Jailer Career Information: Becoming a Jailer
Learn how to become a jailer or corrections officer. Research the education requirements, training information and experience required for starting a career in the correctional field.
Do I Want to Be a Jailer?
Jailers, also known as corrections officers, work in municipal and county jails as well as federal prisons. These professionals supervise inmates and enforce the rules of the institution. Individuals working inside jails and prisons are tasked with keeping track of inmates and maintaining order. They conduct prisoner counts, inspect mail, screen visitors and track prisoner activities on a daily basis.
These officers may work with youths or adults and must have training in the rules and regulations of the corrections system. They may have to inspect prisoners' cells for prohibited items and use handcuffs or physical force to keep order. At some facilities, they may work longer than 8-hour shifts.
Jailers undergo training based on American Corrections Association and American Jail Association guidelines; however, training requirements vary depending on their assignment. For example, municipal jailers, who are members of special response teams, receive training in deploying chemical agents, disarming inmates and protecting themselves from the use of harmful items. Alternatively, corrections officers in federal prisons must complete 120 hours of specialized training within two months of their appointment.
Education Options for a Jailer
While the U.S. Bureau of Labor Statistics (BLS) states that a high school diploma is the minimum educational requirement for a position in a jail, the Federal Bureau of Prisons notes that in order to work in a federal facility, a bachelor's degree or a combination of education and three years of full-time general experience is required. Any major may be acceptable, but a degree in criminal justice might be most beneficial. A bachelor's degree in criminal justice can be completed in four years and typically includes courses on the corrections system and law enforcement.
The American Correctional Association (ACA) offers a variety of professional certifications for corrections employees. Applicants must meet educational and corresponding work experience requirements. Those who do may take the ACA's certification exam to earn their credentials.

· · ·

• ASSIGNMENT
Reproduce word for word the part of the jailer career text that begins at the words "The American Correctional" and stops after the words "earn their credentials.".

· · ·

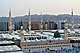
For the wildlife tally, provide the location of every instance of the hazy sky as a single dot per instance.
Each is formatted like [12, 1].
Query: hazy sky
[20, 7]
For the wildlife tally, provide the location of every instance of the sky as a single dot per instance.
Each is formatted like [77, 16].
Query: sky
[53, 7]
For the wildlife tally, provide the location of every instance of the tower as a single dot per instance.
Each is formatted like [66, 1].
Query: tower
[29, 21]
[72, 20]
[10, 21]
[66, 30]
[41, 24]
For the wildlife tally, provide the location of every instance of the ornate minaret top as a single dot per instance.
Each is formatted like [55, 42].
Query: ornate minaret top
[72, 20]
[41, 24]
[29, 21]
[66, 30]
[10, 21]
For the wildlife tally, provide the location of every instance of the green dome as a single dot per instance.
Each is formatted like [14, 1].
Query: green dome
[57, 34]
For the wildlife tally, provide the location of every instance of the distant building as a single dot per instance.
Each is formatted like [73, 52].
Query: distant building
[60, 24]
[3, 26]
[35, 25]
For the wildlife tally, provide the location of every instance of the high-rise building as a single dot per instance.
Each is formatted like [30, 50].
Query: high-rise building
[10, 21]
[72, 20]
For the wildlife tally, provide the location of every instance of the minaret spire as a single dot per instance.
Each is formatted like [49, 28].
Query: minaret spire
[29, 21]
[72, 20]
[66, 30]
[41, 24]
[10, 21]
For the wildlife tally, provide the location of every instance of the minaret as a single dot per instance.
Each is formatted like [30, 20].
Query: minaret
[41, 24]
[29, 21]
[72, 20]
[22, 34]
[66, 30]
[10, 21]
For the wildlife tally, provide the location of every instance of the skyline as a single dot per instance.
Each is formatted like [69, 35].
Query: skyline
[53, 7]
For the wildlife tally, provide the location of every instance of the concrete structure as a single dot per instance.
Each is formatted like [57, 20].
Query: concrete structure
[10, 22]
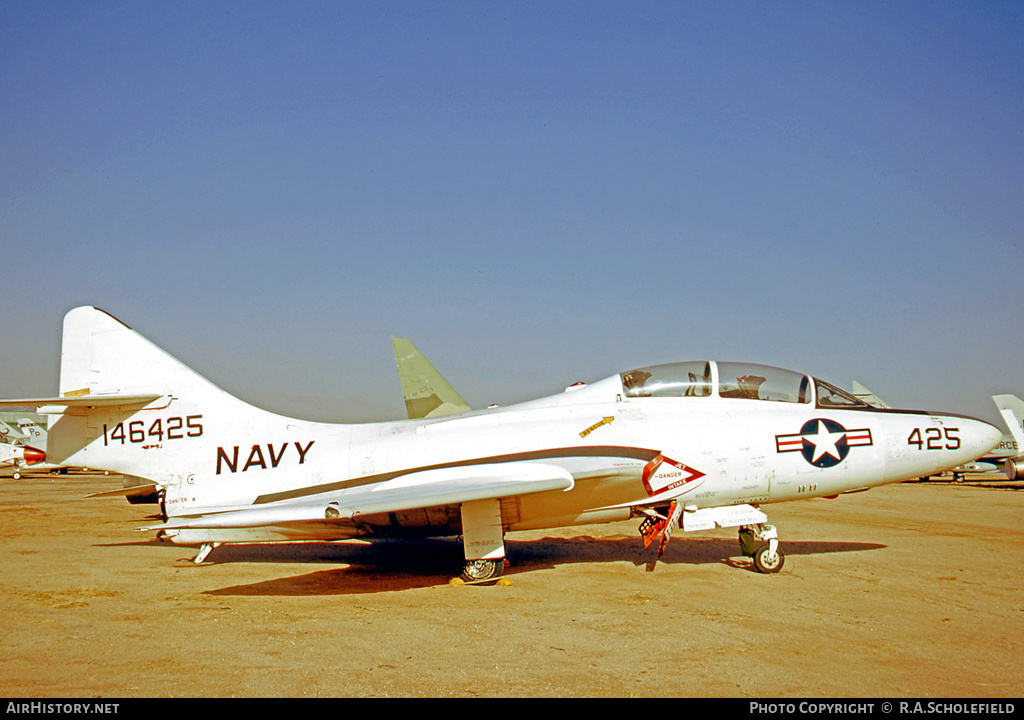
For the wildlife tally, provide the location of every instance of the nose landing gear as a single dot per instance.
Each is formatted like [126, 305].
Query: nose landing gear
[767, 558]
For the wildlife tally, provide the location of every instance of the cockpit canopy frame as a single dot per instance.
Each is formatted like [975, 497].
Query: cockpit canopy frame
[735, 381]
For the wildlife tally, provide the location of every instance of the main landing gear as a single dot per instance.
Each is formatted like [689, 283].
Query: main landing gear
[767, 558]
[483, 541]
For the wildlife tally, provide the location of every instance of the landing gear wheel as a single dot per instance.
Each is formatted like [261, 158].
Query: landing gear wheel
[765, 562]
[477, 570]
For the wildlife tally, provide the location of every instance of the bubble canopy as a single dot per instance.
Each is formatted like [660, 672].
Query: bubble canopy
[734, 380]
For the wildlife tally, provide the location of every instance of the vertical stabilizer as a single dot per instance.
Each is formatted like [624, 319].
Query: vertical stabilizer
[427, 393]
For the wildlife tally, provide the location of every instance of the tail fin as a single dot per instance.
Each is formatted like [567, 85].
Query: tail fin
[128, 407]
[427, 393]
[867, 396]
[1012, 410]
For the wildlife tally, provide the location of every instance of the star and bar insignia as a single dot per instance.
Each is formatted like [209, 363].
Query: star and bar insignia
[823, 442]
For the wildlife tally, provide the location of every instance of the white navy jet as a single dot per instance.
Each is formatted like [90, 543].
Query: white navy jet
[693, 445]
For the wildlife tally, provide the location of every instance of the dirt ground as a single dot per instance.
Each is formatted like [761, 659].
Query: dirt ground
[905, 591]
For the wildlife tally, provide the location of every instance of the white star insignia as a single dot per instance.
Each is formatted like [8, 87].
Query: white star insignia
[824, 442]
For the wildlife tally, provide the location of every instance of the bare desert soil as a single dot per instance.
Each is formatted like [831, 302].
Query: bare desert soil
[905, 591]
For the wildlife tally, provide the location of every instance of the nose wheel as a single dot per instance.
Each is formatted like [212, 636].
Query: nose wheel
[767, 558]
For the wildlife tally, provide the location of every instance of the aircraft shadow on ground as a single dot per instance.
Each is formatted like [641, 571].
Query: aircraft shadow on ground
[389, 565]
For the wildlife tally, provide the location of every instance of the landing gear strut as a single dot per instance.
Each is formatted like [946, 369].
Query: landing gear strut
[483, 542]
[768, 558]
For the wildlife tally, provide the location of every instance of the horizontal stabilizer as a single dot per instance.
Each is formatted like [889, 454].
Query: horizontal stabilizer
[731, 516]
[134, 490]
[417, 490]
[104, 401]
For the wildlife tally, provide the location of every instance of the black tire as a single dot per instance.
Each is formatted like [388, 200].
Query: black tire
[768, 566]
[476, 570]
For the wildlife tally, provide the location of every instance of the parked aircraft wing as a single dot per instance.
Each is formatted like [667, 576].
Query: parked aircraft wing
[427, 393]
[417, 490]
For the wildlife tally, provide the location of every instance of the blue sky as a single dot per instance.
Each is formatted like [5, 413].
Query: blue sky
[535, 193]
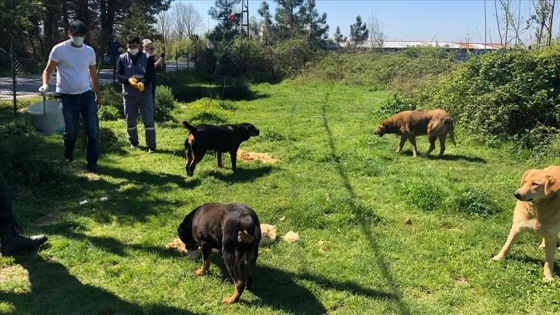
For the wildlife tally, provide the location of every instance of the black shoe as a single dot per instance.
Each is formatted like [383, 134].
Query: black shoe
[12, 241]
[93, 168]
[69, 155]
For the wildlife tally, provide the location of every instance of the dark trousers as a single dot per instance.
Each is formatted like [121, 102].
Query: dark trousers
[6, 215]
[72, 107]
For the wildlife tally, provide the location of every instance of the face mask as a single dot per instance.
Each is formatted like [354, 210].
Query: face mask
[77, 40]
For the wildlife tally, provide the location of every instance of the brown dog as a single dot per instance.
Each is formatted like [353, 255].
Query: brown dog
[220, 138]
[408, 124]
[538, 211]
[232, 228]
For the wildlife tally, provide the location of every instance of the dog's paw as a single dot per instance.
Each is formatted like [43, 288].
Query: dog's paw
[497, 257]
[229, 300]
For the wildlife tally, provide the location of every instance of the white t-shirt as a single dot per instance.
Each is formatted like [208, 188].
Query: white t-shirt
[72, 72]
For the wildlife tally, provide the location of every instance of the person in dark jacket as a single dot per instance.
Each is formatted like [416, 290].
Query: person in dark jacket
[12, 240]
[136, 73]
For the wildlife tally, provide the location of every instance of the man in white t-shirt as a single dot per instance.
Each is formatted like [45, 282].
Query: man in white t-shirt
[77, 88]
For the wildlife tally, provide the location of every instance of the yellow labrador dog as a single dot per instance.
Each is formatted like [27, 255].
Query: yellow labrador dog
[408, 124]
[538, 211]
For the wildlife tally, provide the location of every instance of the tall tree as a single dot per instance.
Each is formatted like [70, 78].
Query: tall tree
[358, 31]
[544, 18]
[315, 24]
[288, 22]
[187, 19]
[228, 26]
[376, 35]
[266, 25]
[338, 37]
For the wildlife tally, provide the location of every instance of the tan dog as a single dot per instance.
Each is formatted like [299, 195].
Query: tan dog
[434, 123]
[538, 211]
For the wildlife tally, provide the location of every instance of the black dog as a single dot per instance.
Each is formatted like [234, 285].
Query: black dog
[221, 138]
[232, 228]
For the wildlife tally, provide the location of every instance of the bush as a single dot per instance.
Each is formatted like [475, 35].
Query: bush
[505, 95]
[211, 111]
[475, 203]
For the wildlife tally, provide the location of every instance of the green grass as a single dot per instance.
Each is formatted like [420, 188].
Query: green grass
[341, 188]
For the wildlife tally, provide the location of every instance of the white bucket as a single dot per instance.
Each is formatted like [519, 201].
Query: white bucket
[47, 116]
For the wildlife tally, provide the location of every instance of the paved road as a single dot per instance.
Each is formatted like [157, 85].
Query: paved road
[27, 85]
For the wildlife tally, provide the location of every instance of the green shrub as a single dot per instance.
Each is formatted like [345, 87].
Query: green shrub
[475, 203]
[425, 196]
[208, 110]
[504, 95]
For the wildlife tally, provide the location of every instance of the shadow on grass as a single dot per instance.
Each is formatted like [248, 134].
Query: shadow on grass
[445, 157]
[50, 284]
[242, 175]
[363, 216]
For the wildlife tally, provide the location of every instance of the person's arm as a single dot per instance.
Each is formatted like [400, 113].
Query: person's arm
[150, 70]
[160, 61]
[47, 74]
[93, 78]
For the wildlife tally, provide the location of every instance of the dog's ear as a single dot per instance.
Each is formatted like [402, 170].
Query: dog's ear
[551, 185]
[527, 172]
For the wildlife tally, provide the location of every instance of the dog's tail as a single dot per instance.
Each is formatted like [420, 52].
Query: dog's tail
[450, 130]
[188, 126]
[244, 236]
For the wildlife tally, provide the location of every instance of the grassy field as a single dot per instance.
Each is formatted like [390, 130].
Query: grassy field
[379, 233]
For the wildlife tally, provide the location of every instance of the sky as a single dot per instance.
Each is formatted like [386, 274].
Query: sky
[405, 20]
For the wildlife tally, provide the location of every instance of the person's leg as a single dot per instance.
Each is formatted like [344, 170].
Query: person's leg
[147, 112]
[6, 216]
[11, 239]
[88, 109]
[70, 111]
[131, 115]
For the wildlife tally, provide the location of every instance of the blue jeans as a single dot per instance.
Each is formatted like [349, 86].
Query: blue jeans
[72, 107]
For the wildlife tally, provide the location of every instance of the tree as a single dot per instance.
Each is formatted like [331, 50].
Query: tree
[288, 23]
[358, 31]
[376, 35]
[313, 23]
[135, 23]
[338, 37]
[544, 18]
[187, 19]
[509, 20]
[266, 25]
[229, 20]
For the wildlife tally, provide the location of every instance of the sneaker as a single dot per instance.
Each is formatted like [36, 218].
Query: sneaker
[69, 155]
[93, 168]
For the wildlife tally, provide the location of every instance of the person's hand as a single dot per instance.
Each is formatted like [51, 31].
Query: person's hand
[134, 82]
[137, 85]
[43, 89]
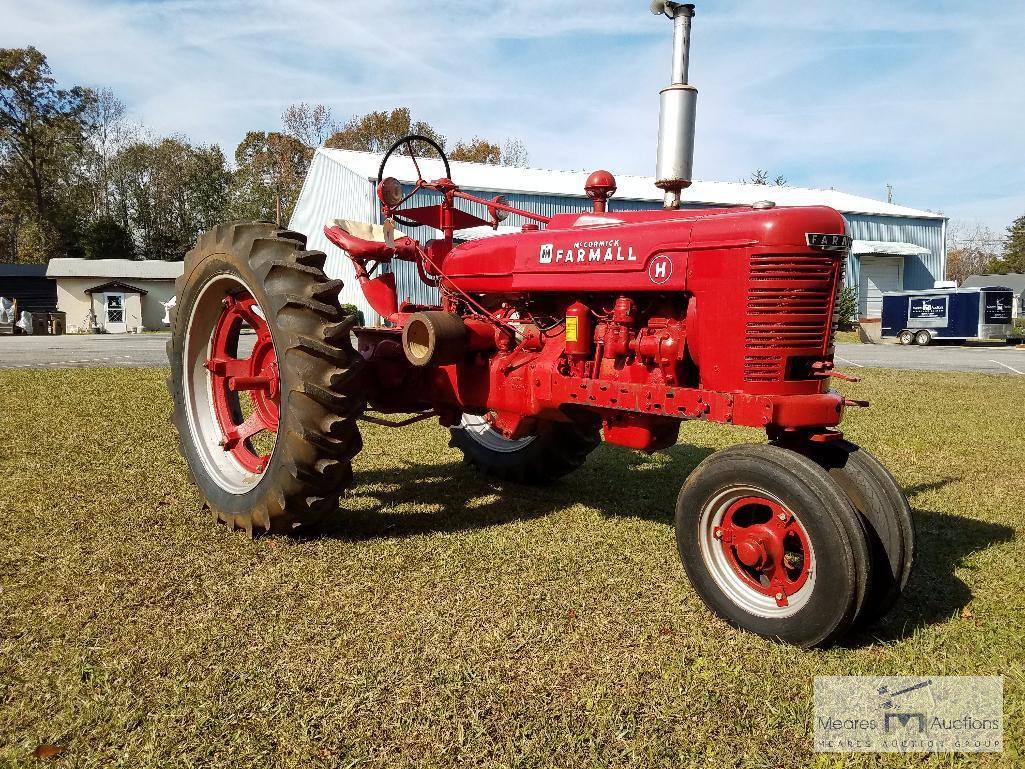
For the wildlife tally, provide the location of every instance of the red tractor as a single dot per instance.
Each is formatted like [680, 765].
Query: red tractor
[599, 324]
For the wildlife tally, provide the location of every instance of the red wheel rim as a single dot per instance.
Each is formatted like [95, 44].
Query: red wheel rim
[766, 545]
[255, 375]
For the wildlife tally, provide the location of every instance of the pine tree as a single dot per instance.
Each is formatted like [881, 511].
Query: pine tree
[1013, 258]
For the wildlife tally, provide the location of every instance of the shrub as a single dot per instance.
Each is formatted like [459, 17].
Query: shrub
[847, 308]
[353, 310]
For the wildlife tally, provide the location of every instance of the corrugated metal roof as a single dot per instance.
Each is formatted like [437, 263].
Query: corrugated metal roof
[1014, 281]
[144, 269]
[23, 271]
[547, 181]
[886, 247]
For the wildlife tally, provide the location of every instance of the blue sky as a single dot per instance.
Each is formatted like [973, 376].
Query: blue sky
[927, 96]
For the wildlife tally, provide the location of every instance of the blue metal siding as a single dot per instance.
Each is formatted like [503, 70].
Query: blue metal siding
[919, 272]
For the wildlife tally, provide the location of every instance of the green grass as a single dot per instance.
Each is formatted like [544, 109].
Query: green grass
[444, 619]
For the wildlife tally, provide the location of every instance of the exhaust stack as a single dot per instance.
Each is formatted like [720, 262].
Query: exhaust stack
[678, 109]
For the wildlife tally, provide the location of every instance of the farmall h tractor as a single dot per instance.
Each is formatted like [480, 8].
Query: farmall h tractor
[598, 324]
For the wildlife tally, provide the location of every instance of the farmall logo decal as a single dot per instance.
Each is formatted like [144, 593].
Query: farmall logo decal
[587, 252]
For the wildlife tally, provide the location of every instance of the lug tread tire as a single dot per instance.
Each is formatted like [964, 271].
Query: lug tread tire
[321, 387]
[558, 450]
[842, 549]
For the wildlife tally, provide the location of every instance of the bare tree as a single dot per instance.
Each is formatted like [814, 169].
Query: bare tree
[515, 154]
[972, 249]
[761, 177]
[311, 124]
[109, 133]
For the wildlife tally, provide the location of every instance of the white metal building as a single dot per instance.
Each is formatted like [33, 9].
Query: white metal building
[895, 247]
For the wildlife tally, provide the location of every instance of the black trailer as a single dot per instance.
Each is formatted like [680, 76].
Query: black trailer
[959, 314]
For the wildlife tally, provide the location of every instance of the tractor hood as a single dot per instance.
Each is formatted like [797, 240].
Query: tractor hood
[633, 250]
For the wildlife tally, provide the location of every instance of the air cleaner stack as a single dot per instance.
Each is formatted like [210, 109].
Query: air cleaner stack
[678, 109]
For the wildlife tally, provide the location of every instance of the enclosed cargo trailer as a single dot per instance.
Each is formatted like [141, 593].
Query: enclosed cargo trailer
[960, 314]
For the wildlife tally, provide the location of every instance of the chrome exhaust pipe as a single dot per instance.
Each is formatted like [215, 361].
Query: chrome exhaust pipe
[678, 109]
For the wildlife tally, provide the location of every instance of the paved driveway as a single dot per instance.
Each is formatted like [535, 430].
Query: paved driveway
[148, 350]
[83, 351]
[982, 358]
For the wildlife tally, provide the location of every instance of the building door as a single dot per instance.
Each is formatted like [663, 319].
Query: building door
[878, 274]
[113, 319]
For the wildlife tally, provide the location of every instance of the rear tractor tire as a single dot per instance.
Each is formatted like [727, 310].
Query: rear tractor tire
[773, 545]
[269, 436]
[555, 450]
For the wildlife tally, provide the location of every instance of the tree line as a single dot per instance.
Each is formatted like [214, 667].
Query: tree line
[79, 178]
[978, 250]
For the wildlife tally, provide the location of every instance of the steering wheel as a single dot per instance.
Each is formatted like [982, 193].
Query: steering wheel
[408, 143]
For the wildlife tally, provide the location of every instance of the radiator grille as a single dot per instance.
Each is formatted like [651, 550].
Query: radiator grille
[789, 308]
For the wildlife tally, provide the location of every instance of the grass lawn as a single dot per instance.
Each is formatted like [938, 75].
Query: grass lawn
[444, 619]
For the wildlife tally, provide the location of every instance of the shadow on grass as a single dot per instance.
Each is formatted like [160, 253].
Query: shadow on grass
[934, 593]
[415, 499]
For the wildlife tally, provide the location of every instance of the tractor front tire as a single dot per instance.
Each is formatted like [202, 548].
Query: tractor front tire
[299, 390]
[773, 545]
[887, 515]
[555, 450]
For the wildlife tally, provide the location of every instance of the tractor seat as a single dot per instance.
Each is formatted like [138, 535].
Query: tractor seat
[362, 239]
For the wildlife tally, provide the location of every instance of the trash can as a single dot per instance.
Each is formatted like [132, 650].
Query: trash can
[58, 321]
[35, 323]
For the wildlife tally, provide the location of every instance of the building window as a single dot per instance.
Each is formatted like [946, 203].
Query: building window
[115, 311]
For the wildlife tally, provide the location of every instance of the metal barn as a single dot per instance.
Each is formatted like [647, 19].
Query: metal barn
[895, 247]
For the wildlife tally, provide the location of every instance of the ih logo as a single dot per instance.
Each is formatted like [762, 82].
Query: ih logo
[660, 269]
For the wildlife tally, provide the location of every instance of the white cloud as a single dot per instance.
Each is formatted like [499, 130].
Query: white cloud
[924, 95]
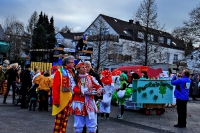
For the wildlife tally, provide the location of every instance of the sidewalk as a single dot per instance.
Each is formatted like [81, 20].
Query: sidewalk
[13, 119]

· · ·

• RESULT
The American Correctional Association (ACA) offers a variety of professional certifications for corrections employees. Applicants must meet educational and corresponding work experience requirements. Those who do may take the ACA's certification exam to earn their credentials.